# DOKUMENTABSCHNITT:
++++++

Ist ja gruselig wenn sowas unter einem rumschwimmt |bigeyes


----------



## Nordlichtangler (12. Januar 2011)

*AW: Rekordhecht?*

Du hast es intuitiv erfaßt. :g 

Ich glaube ja - ganz meine *eigene persönliche Meinung*, dass genau darin und in einer gewissen Urangst (sei es von einem vorzeitigen Miniaffenstammvater) eine echte Angst in vielen Menschen (auch Anglern) davor besteht, dass sehr große Hechte existieren könnten. Und einem gefährlich werden könnten. 
Dass sie lebendig selbsttätig aktiv u.U. manchmal Menschen beissen, auch schon in kleineren Fischgrößen, steht außer Frage.

Nicht selbst live fotografiert, aber selbst abfotografiert:


----------



## kati48268 (12. Januar 2011)

*AW: Rekordhecht?*

Auch ein schnuckeliger Fisch.
Ja, IGFA ist so eine Sache... Ich meine, Jan Eggers hat in "seiner" Rekord-Liste noch dickere, die belegt werden können. Weiß aber nicht, ob's da 'ne Online-Darstellung gibt.


----------



## Taxidermist (12. Januar 2011)

*AW: Rekordhecht?*

Ich habe Anfang der 90er einen Hecht von 26 Kg und 1,52 m Länge gesehen, welcher bei meinem Präparatorkollegen abgeliefert wurde.
Dieser Fisch kam aus Türschenbroich,dass ist ein kommerzielles Gewässer.
Der Fisch wurde damals für die Rekordliste im Blinker gemeldet und ist aber nicht akzeptiert worden, da mein "schlauer" Kollege ihn noch vor einem offiziellen Nachwiegen durch Blinker Redakteure, schon aufgeschnitten hatte, um ihn weiter zu verarbeiten!
Leider habe ich kein Photo von diesem Fisch.

++++++

# LISTE DER DATENSÄTZE:

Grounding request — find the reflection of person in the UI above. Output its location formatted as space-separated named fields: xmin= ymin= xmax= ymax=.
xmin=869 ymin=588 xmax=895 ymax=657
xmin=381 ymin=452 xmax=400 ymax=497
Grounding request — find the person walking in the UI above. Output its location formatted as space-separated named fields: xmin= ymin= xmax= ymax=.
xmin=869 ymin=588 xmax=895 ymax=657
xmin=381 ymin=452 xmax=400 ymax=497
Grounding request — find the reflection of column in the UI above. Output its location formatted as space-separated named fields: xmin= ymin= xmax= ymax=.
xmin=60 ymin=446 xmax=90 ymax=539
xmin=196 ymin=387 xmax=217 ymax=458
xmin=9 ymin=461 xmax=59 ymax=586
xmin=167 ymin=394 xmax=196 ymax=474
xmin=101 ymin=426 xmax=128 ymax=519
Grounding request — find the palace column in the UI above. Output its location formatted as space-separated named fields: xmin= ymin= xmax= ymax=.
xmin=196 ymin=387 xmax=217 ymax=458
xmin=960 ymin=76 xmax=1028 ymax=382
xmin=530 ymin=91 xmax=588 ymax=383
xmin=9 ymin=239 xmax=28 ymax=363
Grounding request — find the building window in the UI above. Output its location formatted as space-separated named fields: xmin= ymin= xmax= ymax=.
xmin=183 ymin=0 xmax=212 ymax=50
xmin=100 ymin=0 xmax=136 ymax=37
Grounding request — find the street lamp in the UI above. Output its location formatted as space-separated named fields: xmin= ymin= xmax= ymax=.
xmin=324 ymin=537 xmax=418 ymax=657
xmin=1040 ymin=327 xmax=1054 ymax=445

++++++

# DEINE ANWEISUNGEN:
Schreibe die Fortsetzung des Forumsthreads über Rekordhechte, beginnend nach seinem letzten Satz.

# ANTWORT:
Taxidermist


----------



## Kretzer83 (12. Januar 2011)

*AW: Rekordhecht?*



FoolishFarmer schrieb:


> Auch wenn es sicherlich vereinzelt noch größere geben wird, dürfte irgendwo bei 1,50 m Länge und 25 kg Gewicht das Ende der Fahnenstange liegen.
> Darüber dürfte der Energiebedarf für die reine Selbsterhaltung in den allermeisten Gewässern kaum noch zu decken sein.



Energiebedarf der reinen Selbsterhaltung? Wenn dieser Kaltblüter nur faul auf dem Gewässergrund liegt und sich ab und an mal nen 10kg Karpfen schnappt?


----------



## FoolishFarmer (12. Januar 2011)

*AW: Rekordhecht?*



Kretzer83 schrieb:


> Energiebedarf der reinen Selbsterhaltung? Wenn dieser Kaltblüter nur faul auf dem Gewässergrund liegt und sich ab und an mal nen 10kg Karpfen schnappt?


Und genau das ist der Grund warum Welse 100 kg und Hechte nur 25 kg schwer werden...


----------



## Frankenfischer (12. Januar 2011)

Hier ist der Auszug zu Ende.